TASKS TO CARRY OUT
1 – Answer these from the entrepreneurship passage, one line each:
(a) How many rejections did Howard Schultz face before finding support?
(b) Which company is Adam Neumann named with?
(c) According to the research cited, how do entrepreneurs' divorce rates compare with the average?
2 – In the entrepreneurship passage, turn the paragraph beginning "Entrepreneurship doesn't only consume the founder" into a bulleted list that keeps its main facts.
3 – Translate this sentence from the entrepreneurship passage into Spanish: "Their stories rarely make the news, but they are the true majority."

PASSAGE SHOWN

When Values Get Tested
In the race to survive, many entrepreneurs face tough moral choices. Do you exaggerate your numbers to get the next round of funding? Do you lay off half your team to buy a few more months of survival? Do you compromise your values just to keep investors happy? Some do. The result? Stories like Elizabeth Holmes at Theranos, who misled investors and patients. Or Adam Neumann of WeWork, who lost his company’s credibility after erratic decisions. The pressure to “win at all costs” often blurs the line between determination and deception.
The Toll on Relationships
Entrepreneurship doesn’t only consume the founder it consumes everyone around them. Families miss out on time together, partners feel neglected, and friends often drift away. The business becomes the other spouse. In fact, research shows entrepreneurs face higher divorce rates than average. When your startup is all you think about, the people you love end up taking the back seat.
Real Stories Behind the Curtain
Howard Schultz, who built Starbucks into a global giant, faced over 200 rejections before finding support. He admits the emotional toll nearly broke him. Nick Woodman, the man behind GoPro, once called himself the “mad billionaire” because his obsession with work left him isolated from his family and constantly battling stress. And then there are the countless small business owners who never get media attention the restaurant owners who lost everything during COVID-19, the shopkeepers overtaken by e-commerce giants, the local startups that fade away quietly. Their stories rarely make the news, but they are the true majority.

INFORMATION PROVIDED

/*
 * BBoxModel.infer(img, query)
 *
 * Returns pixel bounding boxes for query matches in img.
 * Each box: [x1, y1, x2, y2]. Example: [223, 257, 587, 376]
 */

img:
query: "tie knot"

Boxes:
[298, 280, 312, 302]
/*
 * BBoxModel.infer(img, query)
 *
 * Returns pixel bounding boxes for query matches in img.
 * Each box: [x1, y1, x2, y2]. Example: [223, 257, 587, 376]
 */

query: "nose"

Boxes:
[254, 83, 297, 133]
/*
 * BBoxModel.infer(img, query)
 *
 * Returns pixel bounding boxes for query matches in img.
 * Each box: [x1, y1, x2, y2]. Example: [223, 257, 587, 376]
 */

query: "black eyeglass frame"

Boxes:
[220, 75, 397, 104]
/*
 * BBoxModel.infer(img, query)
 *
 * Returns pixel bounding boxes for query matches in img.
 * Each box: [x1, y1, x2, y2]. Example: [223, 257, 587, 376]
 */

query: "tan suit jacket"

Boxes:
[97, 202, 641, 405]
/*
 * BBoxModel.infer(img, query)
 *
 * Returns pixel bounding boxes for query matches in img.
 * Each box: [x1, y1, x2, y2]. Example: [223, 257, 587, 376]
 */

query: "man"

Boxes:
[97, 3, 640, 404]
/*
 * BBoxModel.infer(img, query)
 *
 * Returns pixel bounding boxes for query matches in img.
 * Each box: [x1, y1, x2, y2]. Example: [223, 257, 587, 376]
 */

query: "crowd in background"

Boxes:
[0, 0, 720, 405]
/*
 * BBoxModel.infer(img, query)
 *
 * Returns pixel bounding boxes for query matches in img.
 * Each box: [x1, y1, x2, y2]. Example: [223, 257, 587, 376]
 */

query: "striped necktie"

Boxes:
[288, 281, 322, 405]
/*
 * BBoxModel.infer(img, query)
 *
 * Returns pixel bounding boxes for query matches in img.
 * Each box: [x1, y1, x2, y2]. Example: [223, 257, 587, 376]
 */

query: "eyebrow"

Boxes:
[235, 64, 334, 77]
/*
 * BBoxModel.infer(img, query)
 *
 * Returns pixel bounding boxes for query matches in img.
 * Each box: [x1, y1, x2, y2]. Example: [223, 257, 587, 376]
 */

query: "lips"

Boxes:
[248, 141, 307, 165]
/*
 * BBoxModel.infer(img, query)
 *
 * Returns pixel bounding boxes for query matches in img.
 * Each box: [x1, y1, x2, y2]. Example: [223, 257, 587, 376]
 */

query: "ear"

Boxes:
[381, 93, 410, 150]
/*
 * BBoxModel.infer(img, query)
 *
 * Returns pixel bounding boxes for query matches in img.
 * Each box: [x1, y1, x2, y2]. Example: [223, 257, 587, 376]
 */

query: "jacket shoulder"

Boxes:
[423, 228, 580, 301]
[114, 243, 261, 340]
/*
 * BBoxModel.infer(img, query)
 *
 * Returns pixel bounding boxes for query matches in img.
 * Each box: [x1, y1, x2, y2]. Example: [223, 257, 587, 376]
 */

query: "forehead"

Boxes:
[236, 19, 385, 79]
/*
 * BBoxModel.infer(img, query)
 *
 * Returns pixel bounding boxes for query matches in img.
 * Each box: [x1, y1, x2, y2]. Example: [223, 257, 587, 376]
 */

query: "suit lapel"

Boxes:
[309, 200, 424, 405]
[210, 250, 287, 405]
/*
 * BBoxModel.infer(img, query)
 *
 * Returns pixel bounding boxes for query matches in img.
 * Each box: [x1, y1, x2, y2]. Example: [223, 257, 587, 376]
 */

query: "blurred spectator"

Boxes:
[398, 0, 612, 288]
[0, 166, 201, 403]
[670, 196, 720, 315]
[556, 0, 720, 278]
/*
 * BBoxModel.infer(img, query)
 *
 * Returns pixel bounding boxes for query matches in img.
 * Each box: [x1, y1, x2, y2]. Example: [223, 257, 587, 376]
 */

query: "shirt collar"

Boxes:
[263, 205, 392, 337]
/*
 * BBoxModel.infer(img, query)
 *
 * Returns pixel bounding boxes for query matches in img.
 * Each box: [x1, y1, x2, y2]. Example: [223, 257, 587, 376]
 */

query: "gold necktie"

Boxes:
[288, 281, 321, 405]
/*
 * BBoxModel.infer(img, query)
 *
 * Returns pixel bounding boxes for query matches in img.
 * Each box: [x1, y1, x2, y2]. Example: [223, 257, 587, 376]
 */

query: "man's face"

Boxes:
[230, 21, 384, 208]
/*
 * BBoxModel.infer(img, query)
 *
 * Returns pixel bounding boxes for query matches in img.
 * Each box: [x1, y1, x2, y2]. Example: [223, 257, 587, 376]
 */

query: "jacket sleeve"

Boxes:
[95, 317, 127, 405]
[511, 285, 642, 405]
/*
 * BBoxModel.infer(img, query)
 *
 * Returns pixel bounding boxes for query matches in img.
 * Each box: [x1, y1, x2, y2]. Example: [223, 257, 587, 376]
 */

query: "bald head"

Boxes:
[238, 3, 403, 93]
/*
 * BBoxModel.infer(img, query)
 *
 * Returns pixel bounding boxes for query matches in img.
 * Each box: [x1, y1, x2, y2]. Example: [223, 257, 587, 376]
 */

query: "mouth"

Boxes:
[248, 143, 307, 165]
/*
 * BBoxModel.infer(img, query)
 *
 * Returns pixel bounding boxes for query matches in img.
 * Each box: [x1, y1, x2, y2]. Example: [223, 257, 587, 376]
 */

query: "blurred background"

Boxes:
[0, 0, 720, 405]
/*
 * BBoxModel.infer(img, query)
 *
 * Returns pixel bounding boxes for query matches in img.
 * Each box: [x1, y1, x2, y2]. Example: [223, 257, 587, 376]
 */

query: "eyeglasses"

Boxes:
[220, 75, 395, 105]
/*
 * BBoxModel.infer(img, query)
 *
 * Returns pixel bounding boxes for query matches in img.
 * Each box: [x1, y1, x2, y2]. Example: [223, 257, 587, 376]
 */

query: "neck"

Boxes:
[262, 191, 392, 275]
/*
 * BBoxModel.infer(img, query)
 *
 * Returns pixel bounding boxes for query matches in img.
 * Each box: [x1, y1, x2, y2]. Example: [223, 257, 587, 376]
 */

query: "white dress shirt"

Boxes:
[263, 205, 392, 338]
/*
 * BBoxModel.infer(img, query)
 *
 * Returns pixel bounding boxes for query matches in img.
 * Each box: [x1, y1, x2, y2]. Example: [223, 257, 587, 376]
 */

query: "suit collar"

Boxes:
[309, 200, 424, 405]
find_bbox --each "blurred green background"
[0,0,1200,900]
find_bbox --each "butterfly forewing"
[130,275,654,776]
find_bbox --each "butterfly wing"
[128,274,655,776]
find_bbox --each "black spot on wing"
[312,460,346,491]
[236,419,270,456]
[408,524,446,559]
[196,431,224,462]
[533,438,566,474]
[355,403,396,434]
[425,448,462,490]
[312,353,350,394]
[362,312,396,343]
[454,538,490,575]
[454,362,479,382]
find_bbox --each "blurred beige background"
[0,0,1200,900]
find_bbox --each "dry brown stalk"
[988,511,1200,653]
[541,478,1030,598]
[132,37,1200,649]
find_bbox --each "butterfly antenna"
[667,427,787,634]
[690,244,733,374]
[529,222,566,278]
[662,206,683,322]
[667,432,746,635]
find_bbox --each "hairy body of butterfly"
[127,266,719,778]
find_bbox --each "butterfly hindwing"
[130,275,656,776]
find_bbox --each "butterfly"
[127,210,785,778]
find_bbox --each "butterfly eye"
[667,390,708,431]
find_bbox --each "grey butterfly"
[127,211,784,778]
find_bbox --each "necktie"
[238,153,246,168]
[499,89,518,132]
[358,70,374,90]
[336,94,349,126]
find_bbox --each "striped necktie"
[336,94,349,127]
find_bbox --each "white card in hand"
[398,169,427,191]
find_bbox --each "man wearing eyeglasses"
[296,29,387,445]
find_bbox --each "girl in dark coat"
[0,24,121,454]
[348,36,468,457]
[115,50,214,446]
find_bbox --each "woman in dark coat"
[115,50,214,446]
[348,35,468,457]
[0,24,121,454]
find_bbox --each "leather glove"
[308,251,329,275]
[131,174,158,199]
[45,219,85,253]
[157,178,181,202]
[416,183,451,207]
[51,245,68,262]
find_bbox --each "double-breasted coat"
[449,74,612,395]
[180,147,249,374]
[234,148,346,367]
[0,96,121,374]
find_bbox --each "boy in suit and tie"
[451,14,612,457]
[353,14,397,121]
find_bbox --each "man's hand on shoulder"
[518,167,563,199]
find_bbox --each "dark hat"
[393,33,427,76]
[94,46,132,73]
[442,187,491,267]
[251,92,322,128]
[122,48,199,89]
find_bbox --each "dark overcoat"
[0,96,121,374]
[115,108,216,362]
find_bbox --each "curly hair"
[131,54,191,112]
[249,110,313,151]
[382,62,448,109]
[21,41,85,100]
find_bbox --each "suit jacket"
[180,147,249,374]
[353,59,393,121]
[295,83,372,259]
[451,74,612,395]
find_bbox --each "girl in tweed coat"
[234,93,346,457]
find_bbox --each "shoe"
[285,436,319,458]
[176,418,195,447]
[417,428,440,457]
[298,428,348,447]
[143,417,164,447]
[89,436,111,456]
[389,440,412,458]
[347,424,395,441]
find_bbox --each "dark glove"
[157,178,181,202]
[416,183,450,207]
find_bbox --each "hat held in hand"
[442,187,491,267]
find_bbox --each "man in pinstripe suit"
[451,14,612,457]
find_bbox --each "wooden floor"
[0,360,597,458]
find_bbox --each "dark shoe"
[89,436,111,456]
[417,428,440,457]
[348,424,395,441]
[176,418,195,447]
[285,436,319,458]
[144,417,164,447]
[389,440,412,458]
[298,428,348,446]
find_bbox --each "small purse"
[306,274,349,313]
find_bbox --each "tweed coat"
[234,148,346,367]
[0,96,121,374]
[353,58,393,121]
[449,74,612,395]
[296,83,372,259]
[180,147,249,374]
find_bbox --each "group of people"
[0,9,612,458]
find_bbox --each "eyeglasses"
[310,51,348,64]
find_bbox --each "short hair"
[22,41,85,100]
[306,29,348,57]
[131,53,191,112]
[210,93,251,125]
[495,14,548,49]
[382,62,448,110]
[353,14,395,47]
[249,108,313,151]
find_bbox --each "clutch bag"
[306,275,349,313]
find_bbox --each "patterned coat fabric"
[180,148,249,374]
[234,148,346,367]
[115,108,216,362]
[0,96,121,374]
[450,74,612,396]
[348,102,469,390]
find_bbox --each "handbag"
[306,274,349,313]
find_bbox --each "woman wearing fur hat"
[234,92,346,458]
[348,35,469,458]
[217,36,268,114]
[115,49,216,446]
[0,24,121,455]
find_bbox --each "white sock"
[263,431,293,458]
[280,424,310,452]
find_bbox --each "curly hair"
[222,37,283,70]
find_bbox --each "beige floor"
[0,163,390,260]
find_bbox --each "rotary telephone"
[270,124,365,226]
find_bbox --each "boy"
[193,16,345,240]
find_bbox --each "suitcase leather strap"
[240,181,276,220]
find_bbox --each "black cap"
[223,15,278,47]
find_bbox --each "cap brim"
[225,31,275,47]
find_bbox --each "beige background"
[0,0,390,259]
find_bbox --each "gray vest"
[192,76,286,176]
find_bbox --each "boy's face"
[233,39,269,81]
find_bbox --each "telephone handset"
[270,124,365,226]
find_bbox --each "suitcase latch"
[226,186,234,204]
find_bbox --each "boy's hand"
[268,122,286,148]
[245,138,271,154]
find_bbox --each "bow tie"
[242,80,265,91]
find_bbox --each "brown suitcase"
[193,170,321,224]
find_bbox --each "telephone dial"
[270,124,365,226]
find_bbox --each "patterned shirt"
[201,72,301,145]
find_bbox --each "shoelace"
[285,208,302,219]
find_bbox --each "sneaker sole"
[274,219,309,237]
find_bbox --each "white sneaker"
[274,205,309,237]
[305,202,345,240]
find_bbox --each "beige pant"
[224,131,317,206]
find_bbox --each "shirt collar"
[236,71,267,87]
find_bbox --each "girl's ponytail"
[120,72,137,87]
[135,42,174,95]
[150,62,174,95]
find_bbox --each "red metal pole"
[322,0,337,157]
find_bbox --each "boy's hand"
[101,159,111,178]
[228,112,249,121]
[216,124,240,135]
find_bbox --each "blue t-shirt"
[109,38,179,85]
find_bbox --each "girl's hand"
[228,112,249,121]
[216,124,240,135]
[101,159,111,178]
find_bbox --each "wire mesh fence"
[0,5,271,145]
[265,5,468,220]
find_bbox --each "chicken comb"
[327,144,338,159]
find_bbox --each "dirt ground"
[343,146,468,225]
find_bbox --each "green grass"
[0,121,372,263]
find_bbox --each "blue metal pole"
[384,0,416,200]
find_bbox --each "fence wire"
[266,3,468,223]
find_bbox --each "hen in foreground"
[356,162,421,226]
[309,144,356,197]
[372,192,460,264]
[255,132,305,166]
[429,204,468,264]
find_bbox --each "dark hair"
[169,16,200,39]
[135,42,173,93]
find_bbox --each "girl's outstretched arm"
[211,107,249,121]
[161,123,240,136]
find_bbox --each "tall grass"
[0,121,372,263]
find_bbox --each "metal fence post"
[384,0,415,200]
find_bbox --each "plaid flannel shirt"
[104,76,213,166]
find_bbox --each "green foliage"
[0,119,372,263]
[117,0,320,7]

ANSWERS FOR EACH ITEM
1 –
(a) Over 200.
(b) WeWork.
(c) They are higher than average.

2 –
- Entrepreneurship consumes not only the founder but everyone around them.
- Families miss time together, partners feel neglected, and friends often drift away.
- The business becomes the other spouse.
- Research shows entrepreneurs face higher-than-average divorce rates.
- When the startup is all a founder thinks about, loved ones take the back seat.

3 – Sus historias rara vez llegan a las noticias, pero son la verdadera mayoría.